Document excerpt:
******

Human Gene Therapy is published by GEN publisher Mary Ann Liebert Inc.

AGTC released positive six-month data last January from 17 of 25 patients in the Phase I/II trial. The data, according to AGTC, showed durable improvement in visual function in patients six months after being treated centrally with the gene therapy candidate, reinforcing positive six-month topline interim efficacy results the company released in September 2019.

The additional dosing is expected to start in the fourth quarter.

AGTC is one of three developers of gene therapies targeting XLRP. Last month, MeiraGTx released Phase I/II six-month data from its ongoing Phase I/II MGT009 clinical trial (NCT03252847) of AAV-RPGR, the XLRP candidate it is co-developing with Janssen Pharmaceuticals.

MeiraGTx’s data showed significant improvement in retinal sensitivity in three patients treated with the low dose, and four treated with the intermediate dose, of AAV-RPGR, following assessment with two perimetry approaches (static perimetry and microperimetry) and three analysis metrics (mean retinal sensitivity, central 30° hill-of-vision volumetric measure (V30), and pointwise comparison).

But at the highest dose, inflammatory responses were seen in two of three patients, which according to MeiraGTx may have been associated with decreased activity of AAV-RPGR in these patients—and was effectively managed with an extended steroid protocol.

The high-dose inflammation was “something that has not been seen with AGTC, despite relatively similar dosing range,” Matthew Luchini, biotechnology analyst at BMO Capital Markets, noted in a report to investors. “We believe AGTC’s ability to dose higher given absence of secondary inflammatory response may give the company more flexibility in development.”

Also developing an XLRP gene therapy is NightstaRx, a Biogen Company. Biogen acquired NSR-RPGR (since renamed BIIB112) when it purchased Nightstar Therapeutics for approximately $800 million in a deal completed in June 2019. BIIB112 is in an ongoing Phase II/III trial (NCT03116113) with an estimated enrollment of 63 participants, and an estimated primary completion date of March 2021.

******

Listed records:
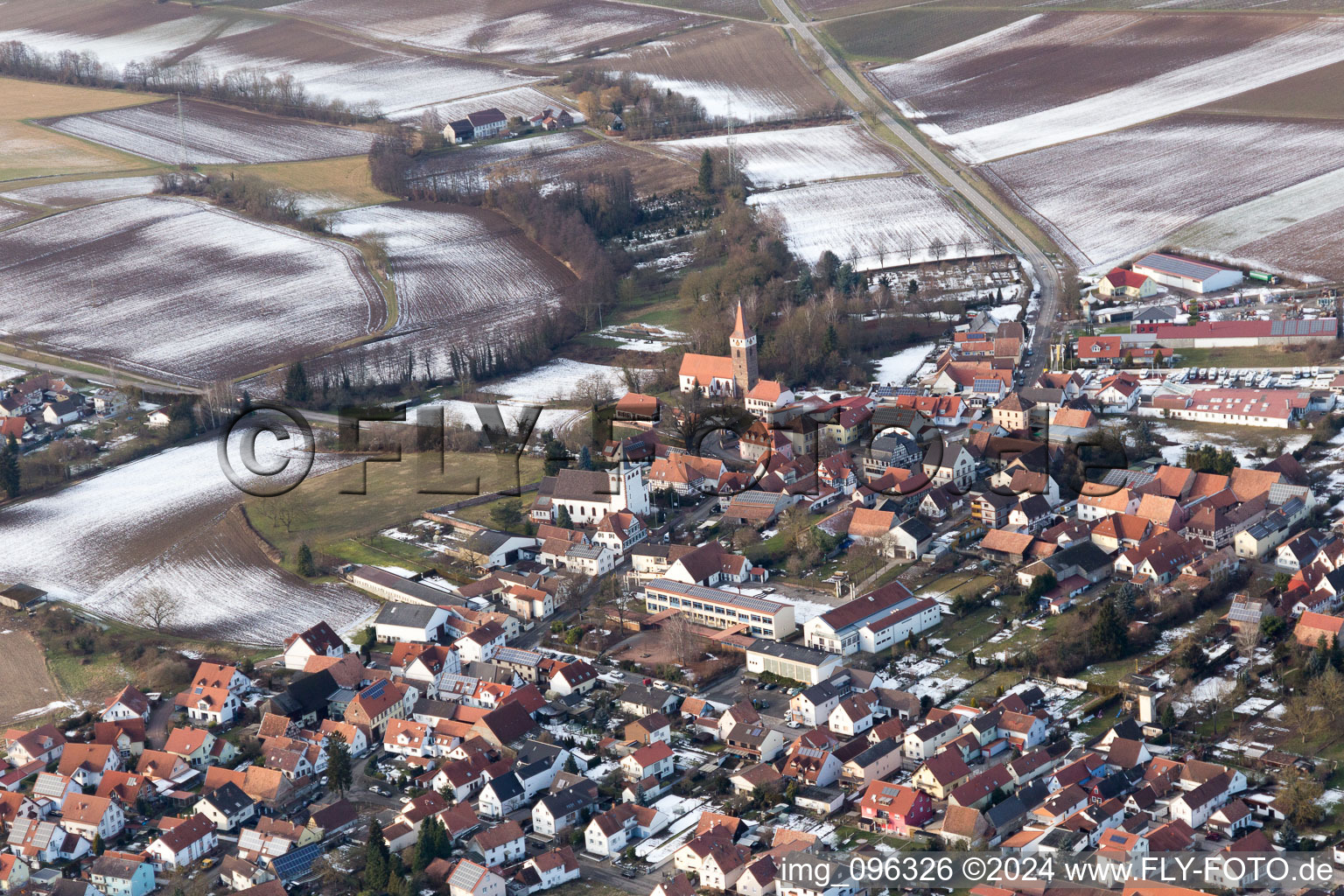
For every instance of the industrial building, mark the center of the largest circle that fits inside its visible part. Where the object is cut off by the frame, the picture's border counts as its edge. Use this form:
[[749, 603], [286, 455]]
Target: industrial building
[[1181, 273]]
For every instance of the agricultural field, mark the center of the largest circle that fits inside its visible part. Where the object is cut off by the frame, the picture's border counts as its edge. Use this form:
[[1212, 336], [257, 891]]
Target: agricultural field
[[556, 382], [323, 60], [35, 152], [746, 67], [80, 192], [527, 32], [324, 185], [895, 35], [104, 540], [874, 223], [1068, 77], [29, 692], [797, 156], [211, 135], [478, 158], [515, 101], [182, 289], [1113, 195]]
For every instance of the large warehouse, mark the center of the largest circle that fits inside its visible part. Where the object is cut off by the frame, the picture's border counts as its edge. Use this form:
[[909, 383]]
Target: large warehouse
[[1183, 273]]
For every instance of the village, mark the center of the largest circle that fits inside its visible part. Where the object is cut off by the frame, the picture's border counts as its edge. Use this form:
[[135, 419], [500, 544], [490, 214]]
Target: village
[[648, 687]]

******

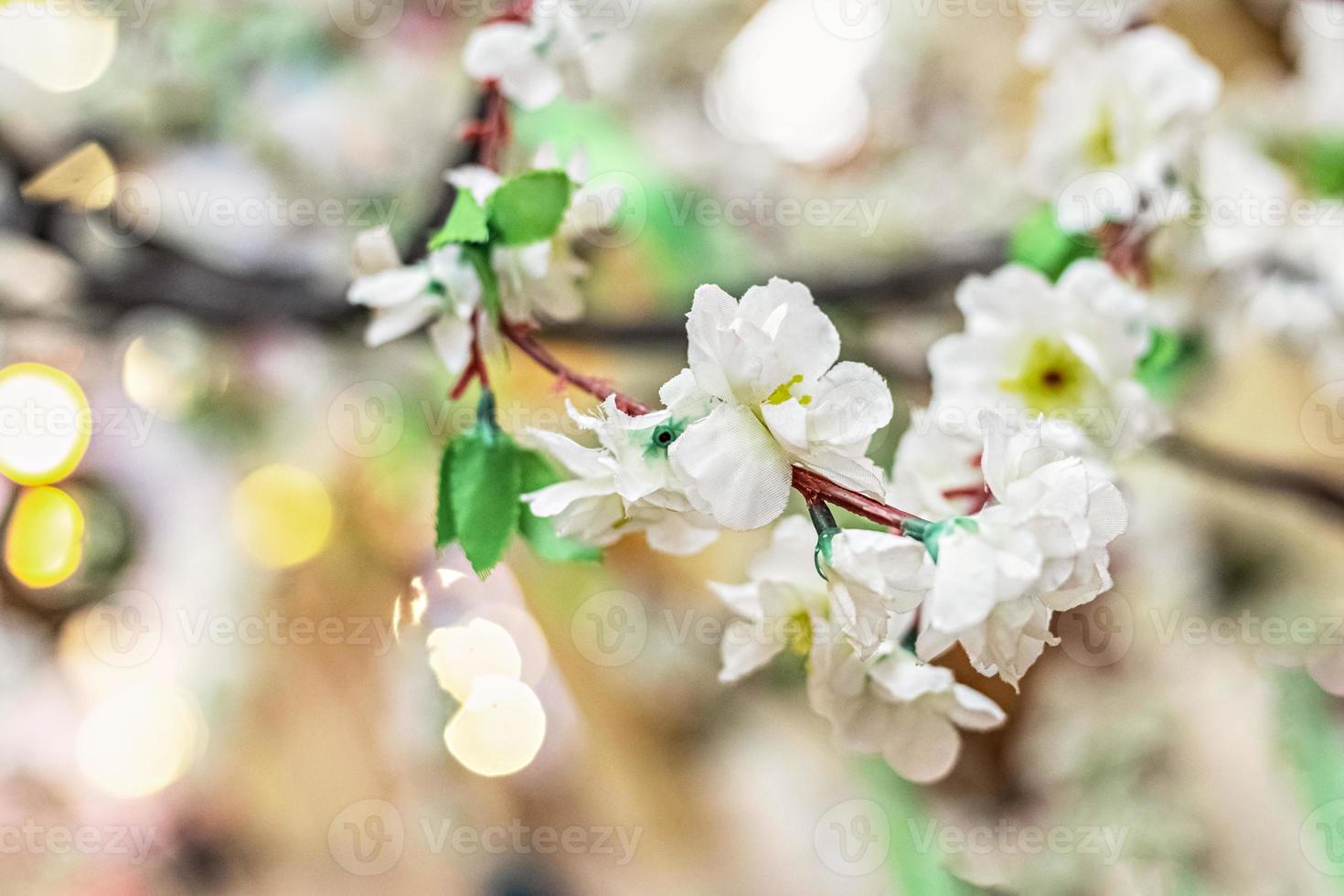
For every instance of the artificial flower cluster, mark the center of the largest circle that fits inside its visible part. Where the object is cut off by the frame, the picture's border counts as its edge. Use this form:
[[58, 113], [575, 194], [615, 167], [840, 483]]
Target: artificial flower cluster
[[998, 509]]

******

Check your understanding:
[1] In the XLRP gene therapy passage, what is the estimated enrollment of the BIIB112 Phase II/III trial?
[2] For each statement, say whether it agrees with the XLRP gene therapy passage, and quote the words that decide it. (a) AGTC's six-month data came from all 25 patients in its trial. (b) At MeiraGTx's highest dose, two of three patients showed inflammatory responses. (c) Biogen's purchase of Nightstar Therapeutics was completed in June 2019.
[3] Please list the two perimetry approaches and the three analysis metrics that the XLRP gene therapy passage names for MeiraGTx's assessment of retinal sensitivity.

Solutions:
[1] 63 participants.

[2]
(a) No: "from 17 of 25 patients in the Phase I/II trial"
(b) Yes: "inflammatory responses were seen in two of three patients"
(c) Yes: "in a deal completed in June 2019"

[3]
Perimetry approaches: static perimetry, microperimetry
Analysis metrics: mean retinal sensitivity, central 30° hill-of-vision volumetric measure (V30), pointwise comparison